** LESETEXT **
Seit über zehn Jahren ist Swiss Life Hauptsponsorin des Festivals und fördert so den Schweizer Film. Die Produktion „Zwingli“ von Stefan Haupt war 2019 neben elf weiteren Filmen für den Prix du Public nominiert.

Wollten Sie schon als Kind Schauspielerin werden?
Ich bin schon von klein auf mit der Welt des Theaters vertraut, ich stamme aus einer künstlerischen Familie. Mein Vater leitete ein Musiktheater in St. Gallen, meine Mutter ist Kunsttherapeutin. Ich habe bereits als Jugendliche bei Aufführungen mitgemacht. Mit 21 begann ich dann die Ausbildung an der Schauspielschule in München.

Sie erhielten gleich nach dem Abschluss eine Anstellung am Staatstheater Stuttgart und gehören heute zum Ensemble des Schauspielhauses Graz. Lief bei Ihnen immer alles rund?
Es gab schwierige Momente, besonders während der ersten Berufsjahre. Nach der Schule musste ich mich beweisen – dabei war ich noch sehr unsicher und zweifelte an meinen Fähigkeiten. Der Druck war riesig. Erst mit der Erfahrung gewann ich an Selbstvertrauen.

Welches Stück führen Sie gerade auf?
Maria Stuart von Schiller. Ich bin die englische Königin Elisabeth I, welche die katholische Maria Stuart besiegt. Es ist ein Zufall, dass ich nach dem Dreh von „Zwingli“ gleich zu einer weiteren Inszenierung über einen religiösen Konflikt kam.

Gibt es eine Rolle, die Sie besonders interessiert?
Ja. Ich würde gerne im Stück „Drei Schwestern“ von Tschechow, den ich sehr bewundere, mitspielen. Eine der Schwestern möchte ich sein, es wäre mir gleich, welche.

Haben Sie einen Karriereplan?

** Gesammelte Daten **
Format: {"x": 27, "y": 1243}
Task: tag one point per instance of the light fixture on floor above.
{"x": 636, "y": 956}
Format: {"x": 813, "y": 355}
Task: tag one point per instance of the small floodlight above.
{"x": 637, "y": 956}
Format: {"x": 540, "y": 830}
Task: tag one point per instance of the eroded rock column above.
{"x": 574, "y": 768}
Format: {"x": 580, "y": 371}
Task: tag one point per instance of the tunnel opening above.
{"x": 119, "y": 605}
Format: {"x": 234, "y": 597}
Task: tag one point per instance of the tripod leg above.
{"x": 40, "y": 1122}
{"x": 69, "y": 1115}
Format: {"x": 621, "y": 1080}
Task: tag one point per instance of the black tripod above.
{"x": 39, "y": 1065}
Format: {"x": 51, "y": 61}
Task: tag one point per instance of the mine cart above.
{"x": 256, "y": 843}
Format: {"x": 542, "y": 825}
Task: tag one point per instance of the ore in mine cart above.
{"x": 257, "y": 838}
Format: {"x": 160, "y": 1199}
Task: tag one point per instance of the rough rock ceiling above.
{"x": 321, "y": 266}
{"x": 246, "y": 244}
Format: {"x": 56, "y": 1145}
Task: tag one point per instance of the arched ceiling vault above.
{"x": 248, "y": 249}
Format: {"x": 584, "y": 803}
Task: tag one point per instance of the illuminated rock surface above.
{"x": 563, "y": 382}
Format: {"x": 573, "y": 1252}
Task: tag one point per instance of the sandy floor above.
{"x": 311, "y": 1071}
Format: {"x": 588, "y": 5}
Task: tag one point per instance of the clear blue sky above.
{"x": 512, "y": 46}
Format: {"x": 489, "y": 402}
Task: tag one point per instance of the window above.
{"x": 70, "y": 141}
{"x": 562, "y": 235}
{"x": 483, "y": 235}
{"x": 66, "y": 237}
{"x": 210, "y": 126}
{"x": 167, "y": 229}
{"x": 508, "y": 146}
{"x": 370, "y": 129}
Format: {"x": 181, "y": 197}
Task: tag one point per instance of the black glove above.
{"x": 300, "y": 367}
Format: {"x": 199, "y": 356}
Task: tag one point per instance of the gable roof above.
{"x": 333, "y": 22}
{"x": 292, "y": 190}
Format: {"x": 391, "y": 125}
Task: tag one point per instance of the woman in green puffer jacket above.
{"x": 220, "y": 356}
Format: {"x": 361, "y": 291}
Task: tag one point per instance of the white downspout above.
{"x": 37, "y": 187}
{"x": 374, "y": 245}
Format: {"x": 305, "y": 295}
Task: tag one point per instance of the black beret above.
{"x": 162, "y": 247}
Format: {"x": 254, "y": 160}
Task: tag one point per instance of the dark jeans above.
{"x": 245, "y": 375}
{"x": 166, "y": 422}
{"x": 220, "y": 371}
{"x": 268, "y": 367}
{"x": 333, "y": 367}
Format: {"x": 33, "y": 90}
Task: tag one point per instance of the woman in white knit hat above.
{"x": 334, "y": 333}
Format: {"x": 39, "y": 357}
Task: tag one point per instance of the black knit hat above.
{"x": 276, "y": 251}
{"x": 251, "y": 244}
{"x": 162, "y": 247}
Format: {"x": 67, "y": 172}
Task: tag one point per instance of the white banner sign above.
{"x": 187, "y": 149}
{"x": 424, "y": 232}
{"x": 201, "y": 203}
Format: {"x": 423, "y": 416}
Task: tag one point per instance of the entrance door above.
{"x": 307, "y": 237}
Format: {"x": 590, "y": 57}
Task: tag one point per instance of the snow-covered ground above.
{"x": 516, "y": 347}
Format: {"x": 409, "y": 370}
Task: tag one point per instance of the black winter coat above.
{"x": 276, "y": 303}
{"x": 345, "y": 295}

** AUFGABENSTELLUNG **
Schreiben Sie die Fortsetzung des Interviews mit der Schauspielerin aus dem Film „Zwingli“, anschließend an die Frage nach ihrem Karriereplan. Die Liste ist eigenständiges Material und gehört nicht zum Lesetext.

** SCHRIFTLICHE ANTWORT **
Einen klaren Plan habe ich nicht. Ich wünsche mir aber, dass ich weiterhin Theater spielen und gleichzeitig tolle Filme drehen kann. 

Was tun Sie als Ausgleich zum Beruf?
Wann immer ich kann, singe ich. Das ist meine zweite Leidenschaft, um ein Haar hätte ich Gesang studiert.

Wie selbstbestimmt ist Ihr Leben?
Ich mache genau das, was ich möchte. Jede Aufführung und jedes neue Projekt ist spannend. Ich kann mich immer wieder einbringen. Durch die Struktur des Theaters bin ich natürlich sehr eingebunden; mein Wohnort und mein Zeitablauf werden durch die Arbeit bestimmt. Meist probe ich am Morgen und habe am Abend eine Vorstellung – während der „Zimmerstunde“ am Mittag koche und esse ich und regle, was gerade so anfällt.

Seit 15 Jahren wohnen Sie in Deutschland und Österreich. Fehlt Ihnen die Schweiz?
Ja, manchmal habe ich Heimweh. Früher war eine Rückkehr für mich kein Thema, aber unterdessen könnte ich mir vorstellen, wieder in der Schweiz zu wohnen. Obwohl ich mich in meiner Heimat auch ein bisschen wie eine Ausländerin fühle – ich bin schon so lange nicht mehr Teil des Alltags.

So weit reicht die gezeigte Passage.